[Exercise requirements]
Reproduce all of the data word for word.

[Records shown]

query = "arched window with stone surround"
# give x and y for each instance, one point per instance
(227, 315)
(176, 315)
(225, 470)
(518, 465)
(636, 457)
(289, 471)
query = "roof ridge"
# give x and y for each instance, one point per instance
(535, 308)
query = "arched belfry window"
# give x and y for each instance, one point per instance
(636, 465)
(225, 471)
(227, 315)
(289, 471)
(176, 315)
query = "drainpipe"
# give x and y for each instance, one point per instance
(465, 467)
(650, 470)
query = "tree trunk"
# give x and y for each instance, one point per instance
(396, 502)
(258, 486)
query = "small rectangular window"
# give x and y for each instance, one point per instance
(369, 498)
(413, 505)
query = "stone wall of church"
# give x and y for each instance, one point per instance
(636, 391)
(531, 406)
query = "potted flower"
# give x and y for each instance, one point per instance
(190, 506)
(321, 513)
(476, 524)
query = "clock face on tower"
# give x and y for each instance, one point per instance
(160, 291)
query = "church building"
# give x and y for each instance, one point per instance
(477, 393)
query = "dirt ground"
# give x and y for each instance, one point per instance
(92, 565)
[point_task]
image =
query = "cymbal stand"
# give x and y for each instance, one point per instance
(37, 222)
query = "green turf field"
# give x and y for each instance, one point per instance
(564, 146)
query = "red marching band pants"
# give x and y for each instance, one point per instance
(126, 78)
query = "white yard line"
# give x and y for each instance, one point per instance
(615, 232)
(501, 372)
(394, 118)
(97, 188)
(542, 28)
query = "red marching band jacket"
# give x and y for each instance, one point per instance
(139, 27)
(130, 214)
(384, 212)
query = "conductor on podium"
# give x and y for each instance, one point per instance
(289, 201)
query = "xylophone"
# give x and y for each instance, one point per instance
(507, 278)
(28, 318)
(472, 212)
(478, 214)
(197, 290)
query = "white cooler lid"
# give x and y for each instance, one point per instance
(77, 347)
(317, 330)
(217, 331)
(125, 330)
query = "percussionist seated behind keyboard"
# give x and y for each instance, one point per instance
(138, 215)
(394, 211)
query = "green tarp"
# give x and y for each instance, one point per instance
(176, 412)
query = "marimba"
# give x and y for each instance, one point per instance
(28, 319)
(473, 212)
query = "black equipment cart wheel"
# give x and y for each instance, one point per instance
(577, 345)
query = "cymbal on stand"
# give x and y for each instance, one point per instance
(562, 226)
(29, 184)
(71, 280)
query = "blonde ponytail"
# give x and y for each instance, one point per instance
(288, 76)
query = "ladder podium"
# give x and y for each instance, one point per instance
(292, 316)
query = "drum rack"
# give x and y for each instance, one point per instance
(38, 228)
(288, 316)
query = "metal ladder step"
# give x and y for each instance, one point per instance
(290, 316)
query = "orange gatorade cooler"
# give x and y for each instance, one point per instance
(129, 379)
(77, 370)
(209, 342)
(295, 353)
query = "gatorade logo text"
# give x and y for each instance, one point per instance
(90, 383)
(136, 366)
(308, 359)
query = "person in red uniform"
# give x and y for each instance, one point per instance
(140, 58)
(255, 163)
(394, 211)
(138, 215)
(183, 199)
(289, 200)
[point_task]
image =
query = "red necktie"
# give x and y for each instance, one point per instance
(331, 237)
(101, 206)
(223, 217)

[Answer in full]
query = "arched window with stone surround"
# give x and y for each instance, one point per instance
(227, 315)
(176, 315)
(225, 470)
(518, 465)
(636, 457)
(289, 471)
query = "roof ridge"
# give x and y for each instance, one point per instance
(535, 308)
query = "arched belfry window"
# give x and y for each instance, one point per instance
(636, 465)
(225, 471)
(227, 315)
(289, 471)
(176, 315)
query = "drainpipe"
# give x and y for each instance, one point per instance
(465, 467)
(650, 470)
query = "tree trunk"
# give x and y for each instance, one point per instance
(396, 502)
(258, 486)
query = "small rectangular window"
# give x and y for each instance, one point per instance
(369, 498)
(413, 505)
query = "stone wall of church"
# give x and y for each instance, one point per instance
(636, 391)
(531, 406)
query = "potted flower"
# give x and y for each instance, one point per instance
(190, 506)
(321, 513)
(476, 524)
query = "clock face on tower"
# give x and y for each instance, one point per instance
(160, 291)
query = "church building"
# give x and y for each instance, one point per instance
(477, 393)
query = "dirt ground"
# give x and y for each instance, one point per instance
(92, 565)
[point_task]
image =
query = "cymbal stand"
# give x and y for each instance, one point per instance
(37, 222)
query = "green turf field"
# give x and y for each instance, one point per instance
(564, 146)
query = "red marching band pants"
# give x and y for each instance, one point per instance
(126, 78)
query = "white yard line"
# give x and y for each instance, one point per instance
(615, 232)
(501, 372)
(394, 118)
(97, 188)
(542, 28)
query = "red marching band jacket"
# give x and y for each instance, one point per instance
(139, 27)
(130, 214)
(384, 212)
query = "conductor on podium"
# give x and y for each instance, one point per instance
(289, 201)
query = "xylophone"
# give x and y for each instance, one point per instance
(507, 278)
(28, 318)
(472, 212)
(478, 214)
(197, 290)
query = "white cooler lid"
# give x and y for each instance, one point per instance
(77, 347)
(317, 330)
(217, 331)
(125, 330)
query = "percussionist seated behind keyboard"
# give x and y for each instance, one point per instance
(138, 215)
(394, 211)
query = "green tarp"
# give x and y for each instance, one point per instance
(176, 412)
query = "marimba"
# give x and y for each instance, one point per instance
(28, 319)
(473, 212)
query = "black equipment cart wheel"
# give x and y for each instance, one point per instance
(577, 345)
query = "cymbal on stand"
# give x and y for each instance, one point per instance
(562, 226)
(29, 184)
(71, 280)
query = "blonde ponytail"
# give x and y for each instance, one point per instance
(288, 76)
query = "ladder podium"
# give x and y for each instance, one point per instance
(292, 316)
query = "drum rack"
# give x and y for each instance, one point per instance
(38, 228)
(288, 316)
query = "metal ladder step"
# give x and y for each instance, one point per instance
(290, 316)
query = "orange gatorade cooler"
# give x and y for each instance, one point per instance
(129, 379)
(77, 370)
(209, 342)
(295, 353)
query = "gatorade logo text"
# give x and y for each instance, one point per instance
(90, 383)
(136, 366)
(308, 359)
query = "person in red uniform"
# give x and y for each instance, one point per instance
(140, 58)
(255, 163)
(394, 211)
(138, 215)
(183, 199)
(289, 200)
[point_task]
image =
query = "red necktie"
# give x and y for each instance, one point per instance
(331, 237)
(101, 206)
(223, 217)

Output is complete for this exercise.